(What you need to do): Please write out exactly the lines that begin at the line containing "Indicate the goalie blocker" and run to the end of the records.

Excerpts from a dataset
:::

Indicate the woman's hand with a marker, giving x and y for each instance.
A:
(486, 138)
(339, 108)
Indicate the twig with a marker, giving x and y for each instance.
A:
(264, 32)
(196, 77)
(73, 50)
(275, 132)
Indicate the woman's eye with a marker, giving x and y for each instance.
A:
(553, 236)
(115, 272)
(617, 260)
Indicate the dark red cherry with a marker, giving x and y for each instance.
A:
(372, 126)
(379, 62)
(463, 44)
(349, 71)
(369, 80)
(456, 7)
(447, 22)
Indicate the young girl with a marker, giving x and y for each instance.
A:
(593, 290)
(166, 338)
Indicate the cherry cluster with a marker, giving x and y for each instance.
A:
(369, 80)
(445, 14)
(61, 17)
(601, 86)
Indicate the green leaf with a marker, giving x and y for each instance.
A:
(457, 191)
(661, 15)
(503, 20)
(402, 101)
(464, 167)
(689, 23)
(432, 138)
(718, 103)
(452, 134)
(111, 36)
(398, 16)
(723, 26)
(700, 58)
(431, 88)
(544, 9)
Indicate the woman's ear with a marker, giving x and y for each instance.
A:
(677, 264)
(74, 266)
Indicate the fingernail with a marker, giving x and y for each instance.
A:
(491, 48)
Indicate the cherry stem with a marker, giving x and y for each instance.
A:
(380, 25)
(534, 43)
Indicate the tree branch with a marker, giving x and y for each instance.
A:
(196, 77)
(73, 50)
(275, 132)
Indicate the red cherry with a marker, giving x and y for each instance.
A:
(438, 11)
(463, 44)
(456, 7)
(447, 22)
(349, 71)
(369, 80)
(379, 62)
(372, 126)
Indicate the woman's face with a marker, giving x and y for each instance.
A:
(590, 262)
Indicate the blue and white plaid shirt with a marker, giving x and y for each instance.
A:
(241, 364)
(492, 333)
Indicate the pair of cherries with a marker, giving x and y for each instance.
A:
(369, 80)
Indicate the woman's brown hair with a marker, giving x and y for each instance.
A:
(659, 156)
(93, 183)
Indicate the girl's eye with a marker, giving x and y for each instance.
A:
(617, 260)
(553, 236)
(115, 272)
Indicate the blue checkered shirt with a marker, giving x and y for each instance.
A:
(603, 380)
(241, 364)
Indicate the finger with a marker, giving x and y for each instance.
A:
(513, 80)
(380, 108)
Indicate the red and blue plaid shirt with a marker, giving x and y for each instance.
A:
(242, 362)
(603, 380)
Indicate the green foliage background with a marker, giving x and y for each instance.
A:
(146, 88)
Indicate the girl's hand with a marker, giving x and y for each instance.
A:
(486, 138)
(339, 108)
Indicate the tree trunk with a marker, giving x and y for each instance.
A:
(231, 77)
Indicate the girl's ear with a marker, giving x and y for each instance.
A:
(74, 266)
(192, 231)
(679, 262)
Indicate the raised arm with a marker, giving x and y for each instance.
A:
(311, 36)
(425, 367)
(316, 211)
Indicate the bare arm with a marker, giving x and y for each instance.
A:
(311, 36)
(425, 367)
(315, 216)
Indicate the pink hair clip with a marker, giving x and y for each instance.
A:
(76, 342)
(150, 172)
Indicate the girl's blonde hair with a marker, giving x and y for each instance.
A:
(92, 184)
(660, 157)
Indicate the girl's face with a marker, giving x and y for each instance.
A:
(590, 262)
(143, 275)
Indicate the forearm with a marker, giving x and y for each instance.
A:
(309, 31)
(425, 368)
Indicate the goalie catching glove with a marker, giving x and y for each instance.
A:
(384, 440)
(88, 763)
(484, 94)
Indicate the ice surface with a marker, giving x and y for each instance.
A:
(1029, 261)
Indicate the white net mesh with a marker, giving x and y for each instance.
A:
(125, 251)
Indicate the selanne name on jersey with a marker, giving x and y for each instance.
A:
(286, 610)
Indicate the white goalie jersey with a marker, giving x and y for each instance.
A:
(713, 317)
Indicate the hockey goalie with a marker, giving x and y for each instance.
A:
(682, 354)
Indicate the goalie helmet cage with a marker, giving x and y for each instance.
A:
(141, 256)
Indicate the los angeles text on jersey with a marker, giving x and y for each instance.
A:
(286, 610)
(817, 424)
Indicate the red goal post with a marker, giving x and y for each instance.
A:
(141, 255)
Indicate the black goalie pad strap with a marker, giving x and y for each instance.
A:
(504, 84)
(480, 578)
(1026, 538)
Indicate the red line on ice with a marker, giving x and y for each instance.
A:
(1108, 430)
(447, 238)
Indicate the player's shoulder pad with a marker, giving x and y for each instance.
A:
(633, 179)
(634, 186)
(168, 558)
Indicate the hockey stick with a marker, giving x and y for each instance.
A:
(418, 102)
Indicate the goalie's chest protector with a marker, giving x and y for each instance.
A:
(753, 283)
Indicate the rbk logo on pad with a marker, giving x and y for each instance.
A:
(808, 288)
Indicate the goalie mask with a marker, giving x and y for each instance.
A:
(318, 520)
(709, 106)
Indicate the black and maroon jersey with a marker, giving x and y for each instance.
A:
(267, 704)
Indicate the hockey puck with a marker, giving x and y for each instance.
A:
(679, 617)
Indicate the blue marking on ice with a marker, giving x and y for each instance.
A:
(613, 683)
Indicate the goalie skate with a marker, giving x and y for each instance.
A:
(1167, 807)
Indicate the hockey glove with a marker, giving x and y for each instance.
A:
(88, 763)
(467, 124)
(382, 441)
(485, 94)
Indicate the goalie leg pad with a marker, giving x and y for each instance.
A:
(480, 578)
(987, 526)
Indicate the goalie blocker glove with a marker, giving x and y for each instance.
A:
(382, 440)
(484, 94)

:::

(Output):
Indicate the goalie blocker glove with a marker, giving x and y for each instance.
A:
(382, 440)
(484, 94)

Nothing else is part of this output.